Below are the records. Extract them word for word, beginning at the first line and stopping after the line that contains "xmin=259 ymin=83 xmax=314 ymax=147".
------------------------------------------------
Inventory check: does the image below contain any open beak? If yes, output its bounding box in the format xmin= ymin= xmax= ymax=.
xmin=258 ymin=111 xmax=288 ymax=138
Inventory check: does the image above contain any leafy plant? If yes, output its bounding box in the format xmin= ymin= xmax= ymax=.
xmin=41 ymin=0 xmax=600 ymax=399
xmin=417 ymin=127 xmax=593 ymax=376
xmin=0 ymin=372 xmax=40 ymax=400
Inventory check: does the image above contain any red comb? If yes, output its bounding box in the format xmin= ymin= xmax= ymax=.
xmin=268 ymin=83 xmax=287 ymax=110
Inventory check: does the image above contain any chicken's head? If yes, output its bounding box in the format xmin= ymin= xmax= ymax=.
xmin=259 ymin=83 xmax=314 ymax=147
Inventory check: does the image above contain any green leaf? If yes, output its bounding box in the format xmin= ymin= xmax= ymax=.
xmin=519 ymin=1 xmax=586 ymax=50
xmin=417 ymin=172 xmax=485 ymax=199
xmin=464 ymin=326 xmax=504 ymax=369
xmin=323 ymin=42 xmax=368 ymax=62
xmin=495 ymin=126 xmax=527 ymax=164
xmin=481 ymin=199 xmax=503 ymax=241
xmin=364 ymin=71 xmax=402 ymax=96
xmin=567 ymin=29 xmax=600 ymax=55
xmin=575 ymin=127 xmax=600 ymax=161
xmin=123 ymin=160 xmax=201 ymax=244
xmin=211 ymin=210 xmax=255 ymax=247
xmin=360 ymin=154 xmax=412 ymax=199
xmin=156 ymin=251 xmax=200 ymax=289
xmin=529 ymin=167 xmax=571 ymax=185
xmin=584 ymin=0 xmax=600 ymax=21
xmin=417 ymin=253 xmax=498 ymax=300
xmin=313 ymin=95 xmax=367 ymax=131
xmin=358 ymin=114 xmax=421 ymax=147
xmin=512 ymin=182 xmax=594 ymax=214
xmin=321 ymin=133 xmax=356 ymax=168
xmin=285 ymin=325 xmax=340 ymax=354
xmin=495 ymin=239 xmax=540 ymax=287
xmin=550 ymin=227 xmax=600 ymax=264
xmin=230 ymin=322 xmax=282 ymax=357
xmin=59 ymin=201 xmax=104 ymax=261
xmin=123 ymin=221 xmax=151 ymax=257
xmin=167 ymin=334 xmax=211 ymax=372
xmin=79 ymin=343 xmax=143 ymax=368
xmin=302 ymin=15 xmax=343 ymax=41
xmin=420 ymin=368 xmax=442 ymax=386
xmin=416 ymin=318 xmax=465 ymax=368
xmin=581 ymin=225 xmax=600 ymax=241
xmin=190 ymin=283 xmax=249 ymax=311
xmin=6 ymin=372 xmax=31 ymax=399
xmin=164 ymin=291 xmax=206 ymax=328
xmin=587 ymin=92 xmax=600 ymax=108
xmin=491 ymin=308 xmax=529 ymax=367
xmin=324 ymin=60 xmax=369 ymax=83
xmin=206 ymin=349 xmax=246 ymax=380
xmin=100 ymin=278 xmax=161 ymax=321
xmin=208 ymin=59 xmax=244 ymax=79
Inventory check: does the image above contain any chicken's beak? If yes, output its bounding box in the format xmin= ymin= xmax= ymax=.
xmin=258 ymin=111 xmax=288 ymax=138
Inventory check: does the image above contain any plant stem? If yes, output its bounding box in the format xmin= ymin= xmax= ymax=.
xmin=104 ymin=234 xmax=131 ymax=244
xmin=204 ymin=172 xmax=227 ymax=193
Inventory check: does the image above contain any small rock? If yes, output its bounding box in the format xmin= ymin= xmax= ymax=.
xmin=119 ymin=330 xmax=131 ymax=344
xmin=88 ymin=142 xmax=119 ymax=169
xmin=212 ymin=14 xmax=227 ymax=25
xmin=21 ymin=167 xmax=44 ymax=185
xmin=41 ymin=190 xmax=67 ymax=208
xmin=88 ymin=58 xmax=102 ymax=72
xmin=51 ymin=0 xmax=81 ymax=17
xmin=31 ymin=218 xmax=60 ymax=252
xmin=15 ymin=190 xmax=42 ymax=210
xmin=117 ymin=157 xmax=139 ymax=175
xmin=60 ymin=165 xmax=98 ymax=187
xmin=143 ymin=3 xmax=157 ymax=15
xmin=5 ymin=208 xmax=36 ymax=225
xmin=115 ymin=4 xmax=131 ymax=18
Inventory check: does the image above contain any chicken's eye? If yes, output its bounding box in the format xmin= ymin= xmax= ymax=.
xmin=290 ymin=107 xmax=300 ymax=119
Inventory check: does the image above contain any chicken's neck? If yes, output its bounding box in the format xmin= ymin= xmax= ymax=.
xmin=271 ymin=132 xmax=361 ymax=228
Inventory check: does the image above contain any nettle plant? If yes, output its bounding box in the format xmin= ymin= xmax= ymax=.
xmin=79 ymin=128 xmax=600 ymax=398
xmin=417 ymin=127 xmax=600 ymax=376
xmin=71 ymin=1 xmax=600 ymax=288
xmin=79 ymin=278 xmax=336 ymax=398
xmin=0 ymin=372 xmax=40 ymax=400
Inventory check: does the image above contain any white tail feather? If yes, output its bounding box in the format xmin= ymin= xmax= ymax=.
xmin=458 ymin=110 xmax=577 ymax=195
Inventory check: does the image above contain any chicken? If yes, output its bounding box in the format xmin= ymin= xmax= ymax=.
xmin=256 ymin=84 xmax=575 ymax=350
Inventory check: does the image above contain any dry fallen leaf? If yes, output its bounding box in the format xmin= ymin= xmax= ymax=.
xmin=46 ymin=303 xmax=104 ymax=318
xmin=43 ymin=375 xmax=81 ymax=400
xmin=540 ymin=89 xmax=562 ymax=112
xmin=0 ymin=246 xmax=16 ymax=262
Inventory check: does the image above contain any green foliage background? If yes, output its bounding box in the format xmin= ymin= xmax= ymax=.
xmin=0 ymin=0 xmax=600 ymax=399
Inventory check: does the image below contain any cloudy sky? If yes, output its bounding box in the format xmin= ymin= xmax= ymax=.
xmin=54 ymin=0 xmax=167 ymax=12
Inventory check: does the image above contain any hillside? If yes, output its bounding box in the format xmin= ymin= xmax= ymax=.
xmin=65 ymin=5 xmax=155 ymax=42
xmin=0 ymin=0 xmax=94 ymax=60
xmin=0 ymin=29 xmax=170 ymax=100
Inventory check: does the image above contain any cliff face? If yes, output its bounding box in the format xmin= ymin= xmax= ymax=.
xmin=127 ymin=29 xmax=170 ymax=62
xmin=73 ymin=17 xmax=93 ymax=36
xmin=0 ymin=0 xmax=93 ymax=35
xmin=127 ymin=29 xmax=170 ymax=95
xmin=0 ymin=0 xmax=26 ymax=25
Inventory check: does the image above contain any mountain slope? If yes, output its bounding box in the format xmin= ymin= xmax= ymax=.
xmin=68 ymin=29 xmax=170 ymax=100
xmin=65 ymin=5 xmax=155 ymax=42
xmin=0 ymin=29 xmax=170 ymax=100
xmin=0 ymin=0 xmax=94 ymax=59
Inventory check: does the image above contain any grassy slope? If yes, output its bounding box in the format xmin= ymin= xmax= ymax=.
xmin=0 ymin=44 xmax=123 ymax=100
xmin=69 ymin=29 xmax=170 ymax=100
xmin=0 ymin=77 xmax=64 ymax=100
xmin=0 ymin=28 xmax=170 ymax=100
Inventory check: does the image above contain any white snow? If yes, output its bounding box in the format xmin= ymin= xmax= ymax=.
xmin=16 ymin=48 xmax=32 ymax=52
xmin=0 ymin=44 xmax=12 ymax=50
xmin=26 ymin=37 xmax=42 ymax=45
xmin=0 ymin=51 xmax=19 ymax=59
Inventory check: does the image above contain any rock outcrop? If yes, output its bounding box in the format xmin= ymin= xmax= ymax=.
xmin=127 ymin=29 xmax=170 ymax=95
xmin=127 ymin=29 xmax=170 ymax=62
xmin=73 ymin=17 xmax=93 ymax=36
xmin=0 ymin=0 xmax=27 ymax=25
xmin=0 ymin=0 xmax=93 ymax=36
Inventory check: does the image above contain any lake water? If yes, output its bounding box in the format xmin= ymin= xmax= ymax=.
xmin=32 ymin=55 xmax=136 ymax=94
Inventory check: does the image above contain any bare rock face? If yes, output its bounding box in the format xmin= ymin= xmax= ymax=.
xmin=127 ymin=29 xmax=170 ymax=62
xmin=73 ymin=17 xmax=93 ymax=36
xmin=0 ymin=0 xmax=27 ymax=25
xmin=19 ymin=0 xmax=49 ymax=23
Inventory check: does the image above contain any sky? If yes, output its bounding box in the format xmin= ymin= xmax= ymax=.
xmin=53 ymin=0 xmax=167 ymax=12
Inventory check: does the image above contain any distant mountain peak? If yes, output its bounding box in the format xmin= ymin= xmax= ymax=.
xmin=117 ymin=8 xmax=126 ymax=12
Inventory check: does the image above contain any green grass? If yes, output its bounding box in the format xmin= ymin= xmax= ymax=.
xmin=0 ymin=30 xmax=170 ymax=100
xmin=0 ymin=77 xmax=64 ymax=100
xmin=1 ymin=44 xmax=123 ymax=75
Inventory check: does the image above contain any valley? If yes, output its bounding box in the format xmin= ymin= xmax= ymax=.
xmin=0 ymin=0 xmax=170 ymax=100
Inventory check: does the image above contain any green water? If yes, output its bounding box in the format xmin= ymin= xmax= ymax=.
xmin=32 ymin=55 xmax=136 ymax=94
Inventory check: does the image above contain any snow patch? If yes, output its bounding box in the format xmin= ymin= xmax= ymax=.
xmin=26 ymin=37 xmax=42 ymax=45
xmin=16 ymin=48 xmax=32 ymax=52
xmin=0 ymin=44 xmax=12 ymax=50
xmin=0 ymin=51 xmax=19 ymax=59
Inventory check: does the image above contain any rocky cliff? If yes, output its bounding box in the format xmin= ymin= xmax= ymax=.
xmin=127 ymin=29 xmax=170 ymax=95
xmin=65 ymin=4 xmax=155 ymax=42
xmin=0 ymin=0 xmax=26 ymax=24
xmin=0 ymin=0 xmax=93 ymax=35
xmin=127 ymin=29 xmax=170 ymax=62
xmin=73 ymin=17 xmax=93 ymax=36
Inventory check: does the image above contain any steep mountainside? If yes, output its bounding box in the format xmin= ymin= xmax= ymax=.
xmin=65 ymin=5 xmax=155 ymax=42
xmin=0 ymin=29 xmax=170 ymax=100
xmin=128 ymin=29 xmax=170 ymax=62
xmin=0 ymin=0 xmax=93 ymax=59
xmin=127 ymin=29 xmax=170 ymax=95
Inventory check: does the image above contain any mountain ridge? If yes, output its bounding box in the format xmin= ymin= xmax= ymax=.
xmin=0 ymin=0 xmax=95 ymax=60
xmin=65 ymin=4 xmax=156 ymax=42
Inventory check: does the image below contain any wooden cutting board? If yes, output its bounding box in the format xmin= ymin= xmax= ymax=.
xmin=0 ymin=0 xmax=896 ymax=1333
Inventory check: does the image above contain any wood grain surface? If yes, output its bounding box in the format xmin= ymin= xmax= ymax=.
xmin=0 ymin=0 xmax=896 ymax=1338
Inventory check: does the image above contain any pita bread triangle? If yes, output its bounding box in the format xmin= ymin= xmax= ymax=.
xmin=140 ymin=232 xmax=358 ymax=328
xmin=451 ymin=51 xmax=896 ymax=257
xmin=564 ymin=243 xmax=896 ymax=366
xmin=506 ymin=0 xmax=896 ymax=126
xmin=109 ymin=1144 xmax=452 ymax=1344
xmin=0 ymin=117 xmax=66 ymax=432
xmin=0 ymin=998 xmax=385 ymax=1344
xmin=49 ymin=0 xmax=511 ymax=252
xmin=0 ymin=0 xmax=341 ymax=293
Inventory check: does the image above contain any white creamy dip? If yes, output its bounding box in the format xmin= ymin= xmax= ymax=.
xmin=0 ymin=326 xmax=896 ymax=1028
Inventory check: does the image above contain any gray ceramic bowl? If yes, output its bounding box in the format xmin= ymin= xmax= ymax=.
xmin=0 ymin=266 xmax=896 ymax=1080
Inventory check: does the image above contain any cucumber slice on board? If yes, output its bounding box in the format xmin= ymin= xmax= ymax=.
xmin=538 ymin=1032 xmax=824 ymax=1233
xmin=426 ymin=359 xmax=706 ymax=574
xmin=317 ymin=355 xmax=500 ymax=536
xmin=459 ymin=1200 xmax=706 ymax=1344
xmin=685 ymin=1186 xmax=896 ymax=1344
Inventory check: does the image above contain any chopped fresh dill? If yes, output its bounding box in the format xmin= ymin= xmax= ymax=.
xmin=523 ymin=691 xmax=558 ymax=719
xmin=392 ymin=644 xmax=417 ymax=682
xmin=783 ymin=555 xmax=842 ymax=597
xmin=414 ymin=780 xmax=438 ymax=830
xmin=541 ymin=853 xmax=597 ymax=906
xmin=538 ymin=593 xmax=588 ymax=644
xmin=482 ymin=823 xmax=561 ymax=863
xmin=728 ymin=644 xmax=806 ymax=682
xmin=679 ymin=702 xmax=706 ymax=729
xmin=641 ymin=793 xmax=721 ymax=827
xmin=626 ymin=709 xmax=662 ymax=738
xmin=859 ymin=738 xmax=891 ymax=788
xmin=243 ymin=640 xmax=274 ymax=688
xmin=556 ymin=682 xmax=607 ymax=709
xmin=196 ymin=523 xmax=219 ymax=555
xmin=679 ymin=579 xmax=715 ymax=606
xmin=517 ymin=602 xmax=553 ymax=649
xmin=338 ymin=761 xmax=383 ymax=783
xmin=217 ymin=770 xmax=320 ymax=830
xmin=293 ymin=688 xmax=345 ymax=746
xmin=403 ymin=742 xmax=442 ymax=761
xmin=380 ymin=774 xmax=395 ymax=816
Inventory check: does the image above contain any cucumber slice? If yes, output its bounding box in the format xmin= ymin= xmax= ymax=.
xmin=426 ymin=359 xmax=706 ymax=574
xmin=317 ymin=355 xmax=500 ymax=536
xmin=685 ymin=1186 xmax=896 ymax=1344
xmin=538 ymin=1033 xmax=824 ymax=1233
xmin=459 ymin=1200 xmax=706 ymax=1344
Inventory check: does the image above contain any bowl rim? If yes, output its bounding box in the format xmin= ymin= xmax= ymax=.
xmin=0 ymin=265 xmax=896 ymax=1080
------------------------------------------------
EXERCISE SOLUTION
Inventory check: does the image below contain any open beak? If yes, output its bounding box in the format xmin= ymin= xmax= ymax=.
xmin=258 ymin=111 xmax=288 ymax=138
Inventory check: does the image above contain any leafy plant? If yes, output its bounding box in the format xmin= ymin= xmax= ymax=.
xmin=41 ymin=0 xmax=600 ymax=399
xmin=417 ymin=127 xmax=593 ymax=376
xmin=0 ymin=372 xmax=40 ymax=400
Inventory check: does the image above contain any red comb? If yes, output its bounding box in the format xmin= ymin= xmax= ymax=.
xmin=268 ymin=83 xmax=287 ymax=110
Inventory check: does the image above contain any chicken's head? If yes, output its bounding box in the format xmin= ymin= xmax= ymax=.
xmin=259 ymin=83 xmax=314 ymax=147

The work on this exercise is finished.